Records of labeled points
•••••

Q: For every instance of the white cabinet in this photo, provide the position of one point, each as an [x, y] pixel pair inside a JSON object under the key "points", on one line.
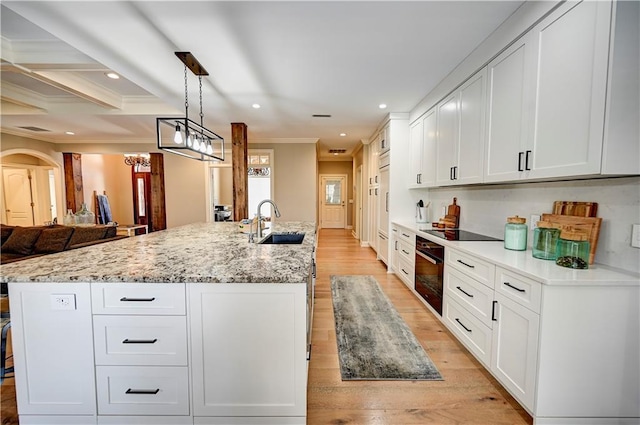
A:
{"points": [[255, 364], [53, 352], [423, 150], [547, 93], [460, 133]]}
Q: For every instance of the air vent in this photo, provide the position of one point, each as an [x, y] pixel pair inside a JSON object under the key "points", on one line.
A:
{"points": [[30, 128]]}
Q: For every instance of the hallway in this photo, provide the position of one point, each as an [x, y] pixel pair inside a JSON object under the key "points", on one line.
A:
{"points": [[468, 394]]}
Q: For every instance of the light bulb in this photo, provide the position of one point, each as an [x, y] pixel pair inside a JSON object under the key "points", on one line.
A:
{"points": [[178, 136], [196, 144]]}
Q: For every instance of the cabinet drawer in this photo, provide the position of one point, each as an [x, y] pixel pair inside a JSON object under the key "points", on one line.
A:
{"points": [[133, 298], [526, 292], [407, 252], [140, 340], [478, 269], [469, 330], [135, 390], [406, 272], [407, 236], [471, 294]]}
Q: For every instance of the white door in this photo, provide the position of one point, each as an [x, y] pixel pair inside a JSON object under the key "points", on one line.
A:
{"points": [[17, 197], [332, 206]]}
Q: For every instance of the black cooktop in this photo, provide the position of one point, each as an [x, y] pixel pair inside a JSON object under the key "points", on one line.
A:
{"points": [[459, 235]]}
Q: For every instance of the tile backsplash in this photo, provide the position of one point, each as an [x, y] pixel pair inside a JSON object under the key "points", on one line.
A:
{"points": [[485, 208]]}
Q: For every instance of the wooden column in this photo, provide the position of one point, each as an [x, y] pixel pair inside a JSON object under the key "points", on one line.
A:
{"points": [[73, 180], [240, 177], [158, 205]]}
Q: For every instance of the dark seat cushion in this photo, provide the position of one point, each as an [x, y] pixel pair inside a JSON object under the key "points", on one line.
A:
{"points": [[5, 232], [53, 239], [22, 240], [86, 234]]}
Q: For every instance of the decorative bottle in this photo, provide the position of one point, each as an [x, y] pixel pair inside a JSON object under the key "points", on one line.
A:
{"points": [[69, 219], [515, 233]]}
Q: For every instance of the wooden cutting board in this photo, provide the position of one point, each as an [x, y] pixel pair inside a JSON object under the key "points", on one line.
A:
{"points": [[579, 209], [590, 225]]}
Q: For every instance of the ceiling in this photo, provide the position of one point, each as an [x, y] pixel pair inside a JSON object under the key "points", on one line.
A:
{"points": [[295, 59]]}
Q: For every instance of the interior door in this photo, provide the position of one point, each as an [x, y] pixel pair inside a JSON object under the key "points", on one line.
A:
{"points": [[17, 197], [142, 198], [332, 206]]}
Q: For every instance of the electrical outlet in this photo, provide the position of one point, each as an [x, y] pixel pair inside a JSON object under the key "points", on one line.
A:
{"points": [[63, 301], [535, 218], [635, 236]]}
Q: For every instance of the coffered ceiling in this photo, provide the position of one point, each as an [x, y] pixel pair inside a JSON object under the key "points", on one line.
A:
{"points": [[294, 59]]}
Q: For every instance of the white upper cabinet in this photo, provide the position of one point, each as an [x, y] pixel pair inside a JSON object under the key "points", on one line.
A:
{"points": [[422, 139], [460, 134], [547, 94]]}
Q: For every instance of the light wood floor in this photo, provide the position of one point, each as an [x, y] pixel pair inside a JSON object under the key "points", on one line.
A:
{"points": [[468, 394]]}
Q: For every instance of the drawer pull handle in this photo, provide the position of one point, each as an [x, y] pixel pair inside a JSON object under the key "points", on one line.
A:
{"points": [[132, 391], [464, 292], [140, 341], [126, 299], [465, 328], [513, 287], [468, 265]]}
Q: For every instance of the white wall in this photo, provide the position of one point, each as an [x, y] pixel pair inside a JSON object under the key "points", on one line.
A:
{"points": [[485, 208]]}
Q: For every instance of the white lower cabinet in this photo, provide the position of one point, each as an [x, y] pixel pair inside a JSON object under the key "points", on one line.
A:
{"points": [[148, 390], [251, 369], [498, 325], [515, 349]]}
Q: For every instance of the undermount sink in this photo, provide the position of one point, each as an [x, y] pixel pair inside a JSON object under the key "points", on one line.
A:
{"points": [[282, 238]]}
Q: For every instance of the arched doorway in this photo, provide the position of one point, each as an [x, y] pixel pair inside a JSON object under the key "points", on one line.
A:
{"points": [[31, 188]]}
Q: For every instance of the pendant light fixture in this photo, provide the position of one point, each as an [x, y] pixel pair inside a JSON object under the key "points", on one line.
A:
{"points": [[183, 136]]}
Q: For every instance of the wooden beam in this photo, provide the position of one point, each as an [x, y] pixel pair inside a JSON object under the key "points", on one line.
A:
{"points": [[73, 180], [158, 205], [240, 177]]}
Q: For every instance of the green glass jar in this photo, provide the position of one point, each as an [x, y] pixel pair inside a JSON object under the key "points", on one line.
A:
{"points": [[545, 241], [573, 249]]}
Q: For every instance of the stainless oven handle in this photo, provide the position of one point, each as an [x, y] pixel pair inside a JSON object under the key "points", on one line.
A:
{"points": [[429, 259]]}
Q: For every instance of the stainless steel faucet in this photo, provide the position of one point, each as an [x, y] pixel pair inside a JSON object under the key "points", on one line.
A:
{"points": [[258, 224]]}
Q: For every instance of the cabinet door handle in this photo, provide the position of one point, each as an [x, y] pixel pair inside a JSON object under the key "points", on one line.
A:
{"points": [[520, 161], [514, 287], [464, 292], [468, 265], [465, 328], [132, 391], [127, 299]]}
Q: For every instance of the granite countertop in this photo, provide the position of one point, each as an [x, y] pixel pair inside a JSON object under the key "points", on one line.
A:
{"points": [[201, 252], [524, 263]]}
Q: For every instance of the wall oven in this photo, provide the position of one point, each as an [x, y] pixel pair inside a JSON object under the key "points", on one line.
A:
{"points": [[429, 268]]}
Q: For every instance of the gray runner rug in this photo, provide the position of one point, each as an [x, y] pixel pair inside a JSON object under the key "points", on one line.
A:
{"points": [[374, 343]]}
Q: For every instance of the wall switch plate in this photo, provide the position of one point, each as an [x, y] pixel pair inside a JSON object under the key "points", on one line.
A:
{"points": [[535, 218], [635, 236], [63, 301]]}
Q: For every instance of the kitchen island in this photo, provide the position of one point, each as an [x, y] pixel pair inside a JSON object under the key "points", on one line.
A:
{"points": [[192, 325]]}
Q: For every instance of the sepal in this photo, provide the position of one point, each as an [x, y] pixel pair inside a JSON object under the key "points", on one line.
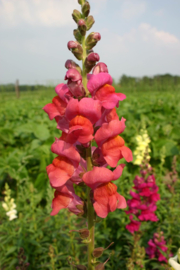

•••••

YOUR INSTRUCTIONS:
Copy word for word every line from the one containing "Q: For every instance of the wall switch" through the final line, both included. Leave the pictures out.

EXERCISE RESULT:
Q: For every instance of the wall switch plate in this photo, provide the position of one point, each as an [x, y] pixel pair inside a JSON object under the key "points", on one line.
A:
{"points": [[535, 218], [635, 236], [63, 301]]}
Q: For every instance of the kitchen island in this photo, provide the position of one point, each as an [x, y] pixel pair inside a JSON object under the key "points", on one line.
A:
{"points": [[192, 325]]}
Q: For every instance of the sepal in this photo, provide the position of one point, each as an [x, y] pixel pair inside a JSON object under the key "points", on one line.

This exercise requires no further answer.